>> Begin Supplied records

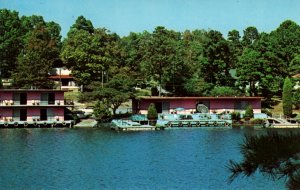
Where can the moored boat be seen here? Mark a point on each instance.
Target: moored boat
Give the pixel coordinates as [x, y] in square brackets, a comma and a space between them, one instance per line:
[280, 123]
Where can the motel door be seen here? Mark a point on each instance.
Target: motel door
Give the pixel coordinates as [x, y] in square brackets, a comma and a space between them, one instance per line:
[23, 114]
[165, 107]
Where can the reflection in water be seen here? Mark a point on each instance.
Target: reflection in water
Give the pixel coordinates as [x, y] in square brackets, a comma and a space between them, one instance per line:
[96, 158]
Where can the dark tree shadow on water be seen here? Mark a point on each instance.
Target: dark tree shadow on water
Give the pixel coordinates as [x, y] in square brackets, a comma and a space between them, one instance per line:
[274, 154]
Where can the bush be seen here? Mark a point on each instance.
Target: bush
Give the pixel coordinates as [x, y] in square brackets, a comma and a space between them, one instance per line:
[257, 121]
[101, 111]
[224, 91]
[249, 112]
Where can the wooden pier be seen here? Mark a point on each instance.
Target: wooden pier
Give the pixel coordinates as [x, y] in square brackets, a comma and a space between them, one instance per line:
[36, 124]
[127, 125]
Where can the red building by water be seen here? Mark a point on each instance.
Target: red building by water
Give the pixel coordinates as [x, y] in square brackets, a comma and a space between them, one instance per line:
[22, 107]
[214, 104]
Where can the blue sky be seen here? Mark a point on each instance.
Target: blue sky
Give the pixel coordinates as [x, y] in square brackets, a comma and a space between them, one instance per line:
[125, 16]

>> End Supplied records

▶ [Your task]
Can you convert all of the records above into a two-column CSV with the columns "prompt" and "points"? Give one row per record, put each field in double quotes, replace line breaks with spaces, and leave the pictures out.

▶ [Solution to the exercise]
prompt,points
"Where can the moored boat be seen here? Mark a point on each instance. Target: moored boat Give the pixel coordinates as [x, y] in square brackets, a comma and a space between them, one instance per line:","[280, 123]"
"Where can the motel door be seen here? Mark a point on each instance. Target: motel door Give the pixel coordinates as [x, y] in square brackets, a comma and a space between them, one instance per line:","[23, 114] [165, 107]"
"Where can the reflection in water be seen here? Mark a point on each instance. Target: reflection in water Give the pixel coordinates as [x, y] in square brackets, a comma and a space between them, one instance per line:","[96, 158]"
"Where can the dark tree shadow on water be seen here? Mark a point on each instance. Target: dark tree shadow on water Give the pixel coordinates as [x, y] in square brackets, a comma and a space between them, one instance per line:","[274, 154]"
"Where can the bush be seen here? Mark a point on each instance. Target: bush Give the pixel coordinates as [x, y] in square brackets, a comma and a space between them, one instance per line:","[257, 121] [101, 111] [224, 91] [249, 112]"
"Where can the wooden pier be seen here? Mark a point on each instance. Target: wooden pier Give the pixel coordinates as [x, y] in square brackets, a comma and a space between them, one instance per line:","[36, 124] [127, 125]"
"Where can the red building by water be seen here? Mark a point on each instance. Target: red building by water Give the pixel coordinates as [x, y] in square brackets, a comma and a space between them, one instance per line:","[22, 107] [214, 104]"
"Where can the blue sky be seen here? Mark a point on each instance. Target: blue sky Give the pixel coordinates as [x, y] in square brackets, a comma and a space between them, one instance per line:","[125, 16]"